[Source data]
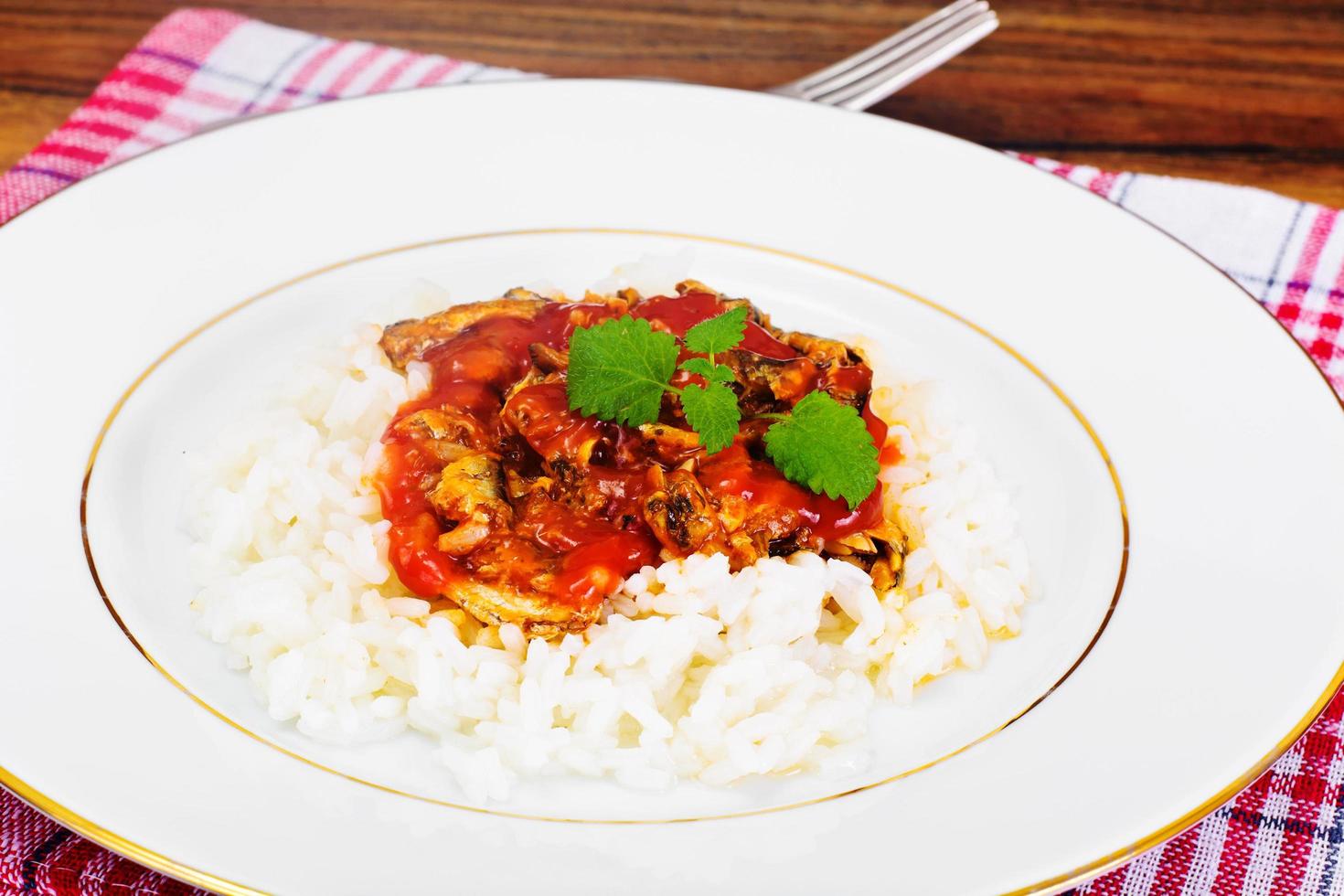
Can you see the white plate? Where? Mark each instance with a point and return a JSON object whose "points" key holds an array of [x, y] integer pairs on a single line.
{"points": [[1174, 655]]}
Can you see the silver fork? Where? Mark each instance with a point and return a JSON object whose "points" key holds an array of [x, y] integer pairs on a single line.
{"points": [[890, 65]]}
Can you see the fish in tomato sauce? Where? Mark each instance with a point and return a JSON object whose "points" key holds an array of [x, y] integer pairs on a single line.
{"points": [[509, 504]]}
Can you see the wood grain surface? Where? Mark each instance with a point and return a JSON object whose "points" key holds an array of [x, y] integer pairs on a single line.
{"points": [[1223, 89]]}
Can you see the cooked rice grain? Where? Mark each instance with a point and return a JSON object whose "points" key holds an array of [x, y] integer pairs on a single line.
{"points": [[694, 672]]}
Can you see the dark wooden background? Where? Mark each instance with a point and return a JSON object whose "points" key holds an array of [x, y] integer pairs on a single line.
{"points": [[1223, 89]]}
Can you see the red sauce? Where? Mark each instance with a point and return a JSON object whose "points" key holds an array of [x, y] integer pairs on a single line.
{"points": [[593, 547]]}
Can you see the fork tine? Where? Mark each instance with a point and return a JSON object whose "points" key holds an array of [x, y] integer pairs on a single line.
{"points": [[910, 66], [934, 23]]}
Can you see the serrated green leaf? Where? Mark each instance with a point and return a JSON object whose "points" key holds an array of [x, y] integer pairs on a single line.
{"points": [[712, 412], [711, 372], [718, 334], [826, 446], [618, 369]]}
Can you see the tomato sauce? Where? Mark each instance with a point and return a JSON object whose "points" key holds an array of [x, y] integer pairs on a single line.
{"points": [[594, 546]]}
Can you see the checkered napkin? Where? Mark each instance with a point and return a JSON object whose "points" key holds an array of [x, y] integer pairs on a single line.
{"points": [[199, 66]]}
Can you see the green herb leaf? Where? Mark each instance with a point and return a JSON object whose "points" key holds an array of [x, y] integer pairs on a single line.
{"points": [[712, 412], [826, 446], [618, 369], [718, 334], [711, 372]]}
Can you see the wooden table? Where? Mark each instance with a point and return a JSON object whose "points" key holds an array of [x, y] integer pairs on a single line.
{"points": [[1235, 91]]}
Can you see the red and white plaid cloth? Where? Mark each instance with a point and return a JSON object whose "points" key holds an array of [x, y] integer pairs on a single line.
{"points": [[1283, 835]]}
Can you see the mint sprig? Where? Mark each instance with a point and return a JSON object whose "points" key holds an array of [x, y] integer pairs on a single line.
{"points": [[620, 369], [826, 446]]}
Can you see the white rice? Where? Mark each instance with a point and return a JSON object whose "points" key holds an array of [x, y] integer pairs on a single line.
{"points": [[692, 673]]}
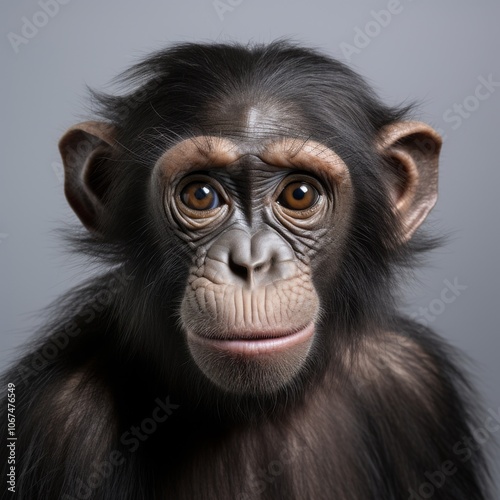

TASK INSTRUCTIONS. Rewrite the material starting with the line containing "Can you see the fork" and going on through the end, putting "Mark every instance" wherever "Mark each instance" appears and changing nothing else. Omit the pictures from your answer.

TASK RESPONSE.
Can you see the fork tine? Where? Mark every instance with a point and return a JSON object whose "points" key holds an array of [x, y] integer pairs on a single line.
{"points": [[910, 66], [934, 23]]}
Can you see the serrated green leaf? Where? Mark every instance with a point and return a JSON object whose "points" key holds an array of [x, y] integer pairs on a single line.
{"points": [[712, 412], [711, 372], [718, 334], [826, 446], [618, 369]]}
Can you see the tomato sauce? Where? Mark every instance with a point and return a JSON object whose "points" key holds an array of [x, y] integer pairs on a single line.
{"points": [[594, 546]]}
Can you see the checkered napkin? Where? Mark every instance with a point and return a JSON object whose "points" key holds an array of [x, y] integer pairs on a single line.
{"points": [[199, 66]]}
Can you see the green herb leaf? Where? Mark every instance with a point and return a JSON object whose "points" key holds an array of [x, y] integer pairs on a single line.
{"points": [[712, 412], [826, 446], [618, 369], [718, 334], [711, 372]]}
Can you see the wooden table? Where? Mark every instance with a point and return a JSON object whose "points" key holds an array of [x, y] integer pairs on a single line.
{"points": [[1235, 91]]}
Can you see the red and white plaid cloth? Where? Mark every instance with a point and return a JSON object whose "points" key holds an array of [x, y] integer pairs on a single line.
{"points": [[1283, 835]]}
Can you see the mint sprig? Where? Mark every instance with a point and return a JSON object whose "points" key holds an array of [x, y] integer pairs on a single line.
{"points": [[620, 369], [826, 446]]}
Can you see the white rice? Where? Mark every instance with a point and return a JSON object whose "points" key holds an array of [x, y] integer pairs on a single line.
{"points": [[692, 673]]}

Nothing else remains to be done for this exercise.